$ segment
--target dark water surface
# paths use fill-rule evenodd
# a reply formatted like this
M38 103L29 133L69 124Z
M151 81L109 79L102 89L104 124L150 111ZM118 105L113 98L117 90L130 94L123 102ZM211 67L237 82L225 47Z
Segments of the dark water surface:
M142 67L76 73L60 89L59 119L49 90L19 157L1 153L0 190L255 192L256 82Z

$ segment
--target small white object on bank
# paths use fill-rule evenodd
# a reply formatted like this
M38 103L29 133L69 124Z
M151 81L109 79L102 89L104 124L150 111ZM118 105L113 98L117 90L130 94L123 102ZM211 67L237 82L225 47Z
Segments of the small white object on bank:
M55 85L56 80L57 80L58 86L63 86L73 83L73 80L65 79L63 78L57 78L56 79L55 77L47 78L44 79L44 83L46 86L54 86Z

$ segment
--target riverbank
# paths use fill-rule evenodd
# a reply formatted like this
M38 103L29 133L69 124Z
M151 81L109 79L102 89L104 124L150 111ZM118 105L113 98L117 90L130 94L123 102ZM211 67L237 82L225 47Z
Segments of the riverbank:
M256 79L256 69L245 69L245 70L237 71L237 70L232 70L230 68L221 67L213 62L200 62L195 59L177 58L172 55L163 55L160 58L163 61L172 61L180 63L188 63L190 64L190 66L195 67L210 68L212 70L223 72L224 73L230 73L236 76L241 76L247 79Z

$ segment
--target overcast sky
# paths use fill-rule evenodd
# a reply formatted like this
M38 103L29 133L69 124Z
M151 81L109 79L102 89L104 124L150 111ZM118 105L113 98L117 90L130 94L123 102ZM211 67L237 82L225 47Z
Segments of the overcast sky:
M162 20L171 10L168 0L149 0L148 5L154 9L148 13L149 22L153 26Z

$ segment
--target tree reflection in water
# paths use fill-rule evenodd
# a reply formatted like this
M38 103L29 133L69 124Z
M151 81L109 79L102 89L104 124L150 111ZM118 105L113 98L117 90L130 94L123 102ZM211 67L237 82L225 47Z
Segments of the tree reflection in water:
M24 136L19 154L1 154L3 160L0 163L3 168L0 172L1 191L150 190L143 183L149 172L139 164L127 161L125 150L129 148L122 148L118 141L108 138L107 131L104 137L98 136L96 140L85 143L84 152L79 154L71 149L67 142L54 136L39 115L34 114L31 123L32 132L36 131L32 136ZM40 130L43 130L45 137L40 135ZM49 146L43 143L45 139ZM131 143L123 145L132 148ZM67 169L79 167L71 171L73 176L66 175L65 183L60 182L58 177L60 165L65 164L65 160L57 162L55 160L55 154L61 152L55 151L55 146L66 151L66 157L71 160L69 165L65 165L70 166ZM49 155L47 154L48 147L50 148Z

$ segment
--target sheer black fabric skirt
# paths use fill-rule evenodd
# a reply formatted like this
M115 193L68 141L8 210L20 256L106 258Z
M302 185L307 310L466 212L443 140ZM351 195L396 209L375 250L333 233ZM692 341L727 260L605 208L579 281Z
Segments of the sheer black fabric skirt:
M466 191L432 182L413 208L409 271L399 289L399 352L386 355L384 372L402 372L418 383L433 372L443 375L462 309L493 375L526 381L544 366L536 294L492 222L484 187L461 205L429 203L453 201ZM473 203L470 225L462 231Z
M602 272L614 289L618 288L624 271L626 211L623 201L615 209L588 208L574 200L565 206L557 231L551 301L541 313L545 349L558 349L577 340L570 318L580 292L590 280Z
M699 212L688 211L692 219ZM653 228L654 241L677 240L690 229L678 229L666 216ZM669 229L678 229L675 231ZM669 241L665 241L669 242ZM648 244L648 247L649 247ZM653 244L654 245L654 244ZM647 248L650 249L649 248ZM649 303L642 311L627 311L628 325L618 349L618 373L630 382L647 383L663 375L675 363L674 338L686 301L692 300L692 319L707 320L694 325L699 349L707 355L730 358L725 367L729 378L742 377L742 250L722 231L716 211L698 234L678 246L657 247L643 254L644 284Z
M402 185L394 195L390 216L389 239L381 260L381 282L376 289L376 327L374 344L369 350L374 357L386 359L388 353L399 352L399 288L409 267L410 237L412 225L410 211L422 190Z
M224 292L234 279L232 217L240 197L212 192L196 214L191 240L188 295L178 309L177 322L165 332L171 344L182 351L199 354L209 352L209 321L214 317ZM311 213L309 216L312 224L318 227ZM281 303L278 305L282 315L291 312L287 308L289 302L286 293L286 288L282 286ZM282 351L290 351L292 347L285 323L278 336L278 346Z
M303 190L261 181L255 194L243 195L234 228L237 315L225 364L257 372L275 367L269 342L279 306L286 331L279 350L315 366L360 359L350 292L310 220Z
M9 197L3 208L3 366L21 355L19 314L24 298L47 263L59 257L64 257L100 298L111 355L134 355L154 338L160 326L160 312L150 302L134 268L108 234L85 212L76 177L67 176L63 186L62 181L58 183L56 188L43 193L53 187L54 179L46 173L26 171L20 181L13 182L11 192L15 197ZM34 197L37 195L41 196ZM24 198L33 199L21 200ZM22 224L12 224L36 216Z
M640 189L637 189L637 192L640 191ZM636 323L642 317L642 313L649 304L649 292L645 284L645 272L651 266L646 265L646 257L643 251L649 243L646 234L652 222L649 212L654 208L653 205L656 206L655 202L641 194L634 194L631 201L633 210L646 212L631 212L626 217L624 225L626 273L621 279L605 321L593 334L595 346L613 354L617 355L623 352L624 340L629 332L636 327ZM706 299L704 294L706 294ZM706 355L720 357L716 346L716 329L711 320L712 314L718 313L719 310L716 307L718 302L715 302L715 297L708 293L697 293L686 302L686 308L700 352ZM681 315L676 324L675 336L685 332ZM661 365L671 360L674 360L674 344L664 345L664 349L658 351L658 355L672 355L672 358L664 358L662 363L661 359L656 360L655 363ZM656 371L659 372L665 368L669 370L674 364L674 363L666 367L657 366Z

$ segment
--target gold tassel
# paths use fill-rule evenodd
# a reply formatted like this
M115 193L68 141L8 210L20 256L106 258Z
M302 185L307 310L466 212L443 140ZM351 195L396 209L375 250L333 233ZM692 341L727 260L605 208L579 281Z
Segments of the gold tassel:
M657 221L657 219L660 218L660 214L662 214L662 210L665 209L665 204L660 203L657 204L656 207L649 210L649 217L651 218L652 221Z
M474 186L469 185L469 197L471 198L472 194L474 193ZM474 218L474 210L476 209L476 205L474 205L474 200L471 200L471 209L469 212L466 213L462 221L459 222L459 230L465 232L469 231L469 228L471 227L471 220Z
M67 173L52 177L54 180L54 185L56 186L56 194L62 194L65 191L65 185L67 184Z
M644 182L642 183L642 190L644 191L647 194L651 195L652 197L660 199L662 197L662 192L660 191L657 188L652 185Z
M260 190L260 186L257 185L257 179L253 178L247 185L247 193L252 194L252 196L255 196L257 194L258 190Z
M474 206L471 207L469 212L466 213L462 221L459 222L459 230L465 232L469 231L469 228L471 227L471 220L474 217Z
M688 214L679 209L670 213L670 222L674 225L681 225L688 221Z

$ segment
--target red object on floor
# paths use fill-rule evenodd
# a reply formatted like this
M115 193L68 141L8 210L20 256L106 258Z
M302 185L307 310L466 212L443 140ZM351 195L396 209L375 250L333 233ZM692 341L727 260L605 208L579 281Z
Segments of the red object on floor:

- [GIVEN INSTRUCTION]:
Pull out every line in the records above that contains the string "gold", counting only matches with the same case.

- [EXERCISE ANSWER]:
--target gold tassel
Segments of the gold tassel:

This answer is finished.